## [DATA EXTRACT]

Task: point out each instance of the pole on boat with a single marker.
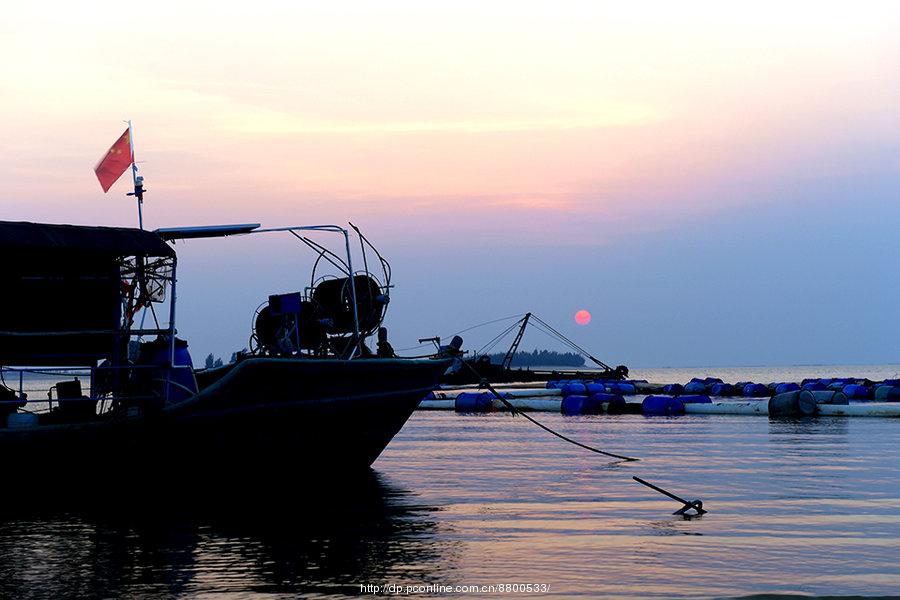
(356, 339)
(138, 180)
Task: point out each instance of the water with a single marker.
(796, 506)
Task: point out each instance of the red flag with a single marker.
(114, 162)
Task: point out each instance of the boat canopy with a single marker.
(23, 237)
(64, 287)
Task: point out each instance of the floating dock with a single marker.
(833, 398)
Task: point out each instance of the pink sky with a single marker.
(532, 122)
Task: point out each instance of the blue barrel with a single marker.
(782, 388)
(756, 390)
(888, 393)
(722, 389)
(695, 387)
(581, 405)
(574, 389)
(626, 388)
(473, 402)
(695, 399)
(854, 390)
(615, 404)
(594, 388)
(662, 405)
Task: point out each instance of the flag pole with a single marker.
(138, 181)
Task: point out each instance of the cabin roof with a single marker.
(97, 241)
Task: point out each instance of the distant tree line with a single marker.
(542, 358)
(212, 362)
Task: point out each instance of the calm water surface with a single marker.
(796, 506)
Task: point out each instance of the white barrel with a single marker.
(520, 393)
(19, 420)
(531, 404)
(861, 409)
(437, 404)
(752, 407)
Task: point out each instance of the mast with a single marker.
(138, 180)
(507, 360)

## [PROBLEM TO SOLVE]
Update these lines so that every occurrence of "single marker" reads "single point", leaving everything else unchanged. Write out all the lines with the pictures omitted.

## [RESULT OF THE EXERCISE]
Task: point out each instance of the pole on boat with a single point.
(356, 339)
(138, 180)
Task: point out each instance of the water with a single point.
(796, 506)
Task: point out each instance of the red flag with a single point.
(114, 162)
Task: point out each instance of the boat canopy with a single point.
(23, 237)
(64, 287)
Task: point out each instance of the floating dock with a single point.
(833, 398)
Task: point out each instance of the pink sky with a single point.
(532, 122)
Task: point out each instance of the blue barrel with a single point.
(782, 388)
(756, 390)
(888, 393)
(722, 389)
(695, 387)
(581, 405)
(574, 389)
(626, 388)
(473, 402)
(695, 399)
(854, 390)
(615, 404)
(594, 388)
(662, 405)
Task: point out each instance of the flag pole with a single point.
(138, 181)
Task: point out each instance of the cabin roof with a single point.
(97, 241)
Task: point out each instance of the distant tree line with a single point.
(542, 358)
(212, 362)
Task: point out each instance of the calm water surface with a single point.
(796, 506)
Task: point out each instance of the white barrel with a single point.
(520, 393)
(19, 420)
(531, 404)
(861, 409)
(437, 404)
(752, 407)
Task: point out each instance of the mast with a single point.
(138, 180)
(507, 360)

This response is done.